# Text passage:
-.-.-

So although I did get a couple error, clearly writing less data helps and my time bucket has gained half a ms

I tried then the same code again with 70 bytes but at 25Hz by changing const unsigned long period = 40000ul; // in µsand I left it running for recording for a while and I never saw a report that I was more than 1ms late.

[color=purple]
enter something in the console to stop the log
Running at 25Hz, 2711 writes, generated 0 errors and average time bucket: 26961 µs. LOG STOPPED.
[/color]

so clearly with ~27ms in between two consecutive data dump, it’s now plenty enough to avoid running into issues.

==> So - assuming your data collection is say less than 5ms - you could try to reduce the frequency of the write until you find a point where this is acceptable and also work to reduce the size of the data you need to dump as this helps too. Getting an UHS-II SD card might help, I did not have one readily available to test.

feel free to play with the code the two parameters you can change are right at the start

const unsigned long period = 20000ul; // in µs
const byte bufferSizeToDump = 70; // make it a multiple of 10 to get the \n  (no more than 100)

Hi ,
I could reply earlier, had I busy week.

@UKHelibob
Using your technic, I could reduce the data size from 66 bytes to around 36-40bytes. I'm probably gonna be doing that since it make the loggind more reliable and faster.

@ J-M-L
Thanks for your help, it is greatly appreciated. I tried your code and it worked fine. It is very easy to understand and clear.
There are however a few things that I do not fully understand.

  • Using the same code, I achieved an average time bucket of 12'104 microseconds. Does it suggest that the SD card I'm using if faster than yours ? (It's an old one so probable also an UHS-I)
  • Do you know if the difference between an UHS-I vs UHS-II is really that significant ? I've read that UHS-II are faster, but by how much, particulary with an Arduino ?
  • I tried using different data size (which were not multiple of 10, for example 66 bytes) and it still worked fine. Why did you recommand using multiple of 10 ? And why no more than 100 ? (I tried 150 bytes and worked, had 3 error in 20 seconds).
  • It is my understanding that using the flush() command takes about 7-8 miliseconds regardless of the data size right ? If so, wouldn't it be more "effective" to call the flush() command like every 7 cycles (if I were to store 66 bytes: 512/66 =7.75).
  • Using your code, I almost never had errors. What causes thoses random errors (since I have on average 12'104 microseconds left) ?

Thanks for your great answers guys, it always a pleasure to read your responses.

Some answers and guesses for your questions

#1 - probably better UHS has an impact, mine was really old, may be just SD (Not sure the SD shield plays a part). The quality of the flash does matter too.

-.-.-

# Dataset rows:
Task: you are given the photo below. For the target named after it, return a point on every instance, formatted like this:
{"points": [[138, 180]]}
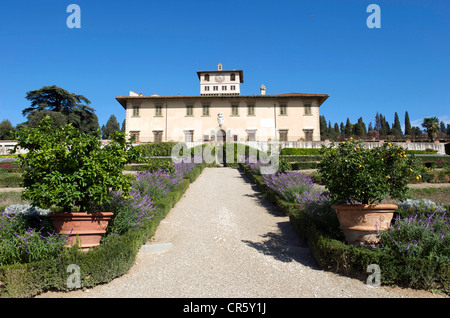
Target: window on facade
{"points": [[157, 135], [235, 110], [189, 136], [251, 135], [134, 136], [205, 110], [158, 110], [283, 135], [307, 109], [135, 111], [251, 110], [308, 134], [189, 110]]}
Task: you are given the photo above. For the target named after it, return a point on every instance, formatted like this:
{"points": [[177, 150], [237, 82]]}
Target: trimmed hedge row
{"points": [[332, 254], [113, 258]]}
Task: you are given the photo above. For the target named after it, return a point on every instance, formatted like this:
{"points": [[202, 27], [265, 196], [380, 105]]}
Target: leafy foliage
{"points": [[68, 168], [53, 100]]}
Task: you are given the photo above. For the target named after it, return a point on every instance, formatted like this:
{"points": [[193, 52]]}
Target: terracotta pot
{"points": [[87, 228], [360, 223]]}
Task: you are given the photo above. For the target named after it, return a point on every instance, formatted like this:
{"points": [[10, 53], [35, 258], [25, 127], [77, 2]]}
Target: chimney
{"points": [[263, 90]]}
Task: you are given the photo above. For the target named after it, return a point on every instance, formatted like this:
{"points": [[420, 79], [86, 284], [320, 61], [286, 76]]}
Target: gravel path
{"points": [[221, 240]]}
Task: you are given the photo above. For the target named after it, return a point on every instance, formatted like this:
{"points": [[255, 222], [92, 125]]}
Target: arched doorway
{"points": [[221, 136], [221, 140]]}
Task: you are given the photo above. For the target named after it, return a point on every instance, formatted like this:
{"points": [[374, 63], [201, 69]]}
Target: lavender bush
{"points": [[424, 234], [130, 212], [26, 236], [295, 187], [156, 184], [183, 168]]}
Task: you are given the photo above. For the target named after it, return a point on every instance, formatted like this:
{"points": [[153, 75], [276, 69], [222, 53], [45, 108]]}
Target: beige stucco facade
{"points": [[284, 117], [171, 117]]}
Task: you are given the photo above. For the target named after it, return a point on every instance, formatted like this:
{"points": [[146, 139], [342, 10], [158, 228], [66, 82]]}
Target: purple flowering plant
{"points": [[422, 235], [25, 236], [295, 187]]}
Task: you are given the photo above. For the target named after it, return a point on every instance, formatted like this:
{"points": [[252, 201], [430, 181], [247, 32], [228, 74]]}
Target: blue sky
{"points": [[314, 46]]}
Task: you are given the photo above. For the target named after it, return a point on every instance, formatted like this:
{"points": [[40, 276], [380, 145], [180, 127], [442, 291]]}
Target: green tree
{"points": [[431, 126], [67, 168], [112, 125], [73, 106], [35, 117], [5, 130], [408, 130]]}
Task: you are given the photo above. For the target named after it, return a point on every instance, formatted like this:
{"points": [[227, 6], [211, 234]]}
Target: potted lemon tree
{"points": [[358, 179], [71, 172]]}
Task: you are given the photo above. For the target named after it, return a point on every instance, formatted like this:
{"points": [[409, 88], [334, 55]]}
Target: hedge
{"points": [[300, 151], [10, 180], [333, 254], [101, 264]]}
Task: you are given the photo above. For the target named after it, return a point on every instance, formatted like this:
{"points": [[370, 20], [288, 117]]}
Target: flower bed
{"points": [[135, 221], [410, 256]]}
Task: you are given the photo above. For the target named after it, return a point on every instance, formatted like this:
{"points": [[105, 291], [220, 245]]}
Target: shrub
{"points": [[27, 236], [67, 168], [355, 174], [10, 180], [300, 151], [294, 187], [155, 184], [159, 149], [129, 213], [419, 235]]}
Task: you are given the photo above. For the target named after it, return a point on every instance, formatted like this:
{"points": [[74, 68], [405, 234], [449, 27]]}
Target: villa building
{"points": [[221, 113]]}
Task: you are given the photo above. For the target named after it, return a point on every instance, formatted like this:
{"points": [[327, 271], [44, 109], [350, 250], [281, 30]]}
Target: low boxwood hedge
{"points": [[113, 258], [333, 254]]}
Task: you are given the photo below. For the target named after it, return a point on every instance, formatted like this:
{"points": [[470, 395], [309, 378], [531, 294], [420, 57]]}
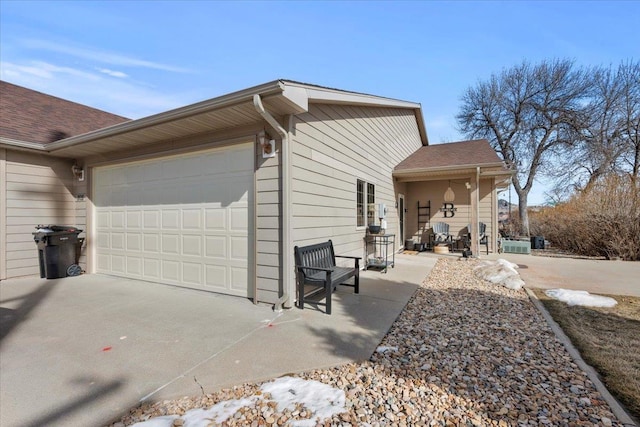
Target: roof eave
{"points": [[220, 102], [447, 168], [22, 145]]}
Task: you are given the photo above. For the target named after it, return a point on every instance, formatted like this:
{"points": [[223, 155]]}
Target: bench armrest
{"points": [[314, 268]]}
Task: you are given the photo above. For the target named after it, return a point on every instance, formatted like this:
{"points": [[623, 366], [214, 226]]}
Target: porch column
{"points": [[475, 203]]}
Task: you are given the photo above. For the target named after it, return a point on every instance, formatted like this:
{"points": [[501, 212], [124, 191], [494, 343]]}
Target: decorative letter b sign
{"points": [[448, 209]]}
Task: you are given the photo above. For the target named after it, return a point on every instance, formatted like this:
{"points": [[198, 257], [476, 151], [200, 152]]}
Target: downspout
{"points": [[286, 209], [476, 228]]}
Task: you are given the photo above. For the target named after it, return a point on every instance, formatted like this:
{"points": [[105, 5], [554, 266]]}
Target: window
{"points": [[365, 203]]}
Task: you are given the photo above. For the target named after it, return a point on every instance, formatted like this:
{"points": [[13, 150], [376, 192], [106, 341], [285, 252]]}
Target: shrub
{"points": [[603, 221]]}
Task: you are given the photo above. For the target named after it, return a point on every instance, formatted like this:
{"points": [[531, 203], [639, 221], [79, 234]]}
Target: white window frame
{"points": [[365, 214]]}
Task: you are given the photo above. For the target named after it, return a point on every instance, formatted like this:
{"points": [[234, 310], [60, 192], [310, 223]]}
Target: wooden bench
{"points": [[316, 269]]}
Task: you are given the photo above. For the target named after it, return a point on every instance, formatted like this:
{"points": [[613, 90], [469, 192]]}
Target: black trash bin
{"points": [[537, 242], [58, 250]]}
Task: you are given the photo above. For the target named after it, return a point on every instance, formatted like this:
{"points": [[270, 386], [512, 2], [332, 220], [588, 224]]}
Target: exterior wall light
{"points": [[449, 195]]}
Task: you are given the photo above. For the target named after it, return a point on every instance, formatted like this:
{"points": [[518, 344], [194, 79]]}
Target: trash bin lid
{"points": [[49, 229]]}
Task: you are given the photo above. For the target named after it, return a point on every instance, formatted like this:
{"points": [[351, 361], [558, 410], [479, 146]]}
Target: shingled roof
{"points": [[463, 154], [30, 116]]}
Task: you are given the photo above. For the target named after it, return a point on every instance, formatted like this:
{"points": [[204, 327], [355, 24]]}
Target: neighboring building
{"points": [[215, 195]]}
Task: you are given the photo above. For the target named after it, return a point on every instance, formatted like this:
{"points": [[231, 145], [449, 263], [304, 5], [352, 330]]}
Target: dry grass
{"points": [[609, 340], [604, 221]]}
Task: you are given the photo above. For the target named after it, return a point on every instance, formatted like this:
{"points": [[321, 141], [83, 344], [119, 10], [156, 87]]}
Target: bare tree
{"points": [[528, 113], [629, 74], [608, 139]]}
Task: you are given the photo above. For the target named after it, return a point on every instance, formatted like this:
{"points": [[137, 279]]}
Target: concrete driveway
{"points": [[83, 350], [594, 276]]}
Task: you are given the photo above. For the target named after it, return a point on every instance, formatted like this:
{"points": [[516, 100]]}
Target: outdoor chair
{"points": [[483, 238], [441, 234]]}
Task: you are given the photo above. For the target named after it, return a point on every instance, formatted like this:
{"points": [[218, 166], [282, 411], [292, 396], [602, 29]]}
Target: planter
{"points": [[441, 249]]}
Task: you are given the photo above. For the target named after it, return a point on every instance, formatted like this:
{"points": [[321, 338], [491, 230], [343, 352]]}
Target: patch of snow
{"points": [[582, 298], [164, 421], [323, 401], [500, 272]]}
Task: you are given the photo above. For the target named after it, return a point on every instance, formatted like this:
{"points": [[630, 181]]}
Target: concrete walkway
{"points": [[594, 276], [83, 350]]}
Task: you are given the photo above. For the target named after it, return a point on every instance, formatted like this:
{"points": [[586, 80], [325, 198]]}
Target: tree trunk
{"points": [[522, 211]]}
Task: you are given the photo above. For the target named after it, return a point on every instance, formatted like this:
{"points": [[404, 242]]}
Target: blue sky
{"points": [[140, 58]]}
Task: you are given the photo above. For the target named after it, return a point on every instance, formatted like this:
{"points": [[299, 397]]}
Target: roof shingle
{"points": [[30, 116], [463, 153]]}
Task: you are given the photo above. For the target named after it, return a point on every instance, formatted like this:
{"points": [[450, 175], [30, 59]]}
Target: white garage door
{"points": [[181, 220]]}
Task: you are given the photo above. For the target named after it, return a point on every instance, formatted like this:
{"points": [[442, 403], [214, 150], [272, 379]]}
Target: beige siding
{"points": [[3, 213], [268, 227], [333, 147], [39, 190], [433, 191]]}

-.-.-

# Challenge 1:
Retype the passage of the SD card logging thread starting at "Thanks for your great" and ending at "does matter too.".
# Challenge 2:
Using the SD card logging thread, answer the following:
(a) What value was assigned to the period constant to run the code at 25Hz?
(b) How many writes were recorded in the 25Hz run?
(c) To what size did the poster reduce the data by using the technique from UKHelibob?
# Challenge 3:
Proceed with the SD card logging thread from its final sentence onward.

# Final answer 1:
Thanks for your great answers guys, it always a pleasure to read your responses.

Some answers and guesses for your questions

#1 - probably better UHS has an impact, mine was really old, may be just SD (Not sure the SD shield plays a part). The quality of the flash does matter too.

# Final answer 2:
(a) 40000ul (40000 µs)
(b) 2711 writes
(c) Around 36-40 bytes, down from 66 bytes

# Final answer 3:
#2 - the shield is probably just waiting for acknowledgment that data is written, so speed of your card does matter.
See What is UHS-II?

#3 - I recommended multiples of 10 so that you will write text in your file (taken from the canned buffer) up to an ‘\n’ character (new line) so that the file would look “nice”. I said 100 because that was the max size of the buffer I provided (10 times 10 characters HELLO YOU\n). If you go beyond 100 the write will access memory beyond the buffer end. The standard says that once you start accessing memory you did not allocate weird stuff can happen. Most of the time when it’s read only (like you do here) you won’t see bad stuff, but of course you are dumping random bytes in your file (whatever bytes are beyond the 100th one) and very likely non ASCII stuff. So if you open the file on your computer it will look weird.

#4 Well a flush will dump a full block, but as demonstrated smaller buffers did lead to a bit of time improvement. Possibly due to the way 0 and 1 are written and state of your storage unit or other technicalities of the cards themselves. I’m not an expert there… so yes ideally you should group things until the buffer is full which is the default way the library works - but you don’t really control when things happen and sometimes it can take a loooong time… that’s where you need the other complicated technics with extra buffers etc, the purpose of the example was to dumb things down and show what you can achieve with simple code.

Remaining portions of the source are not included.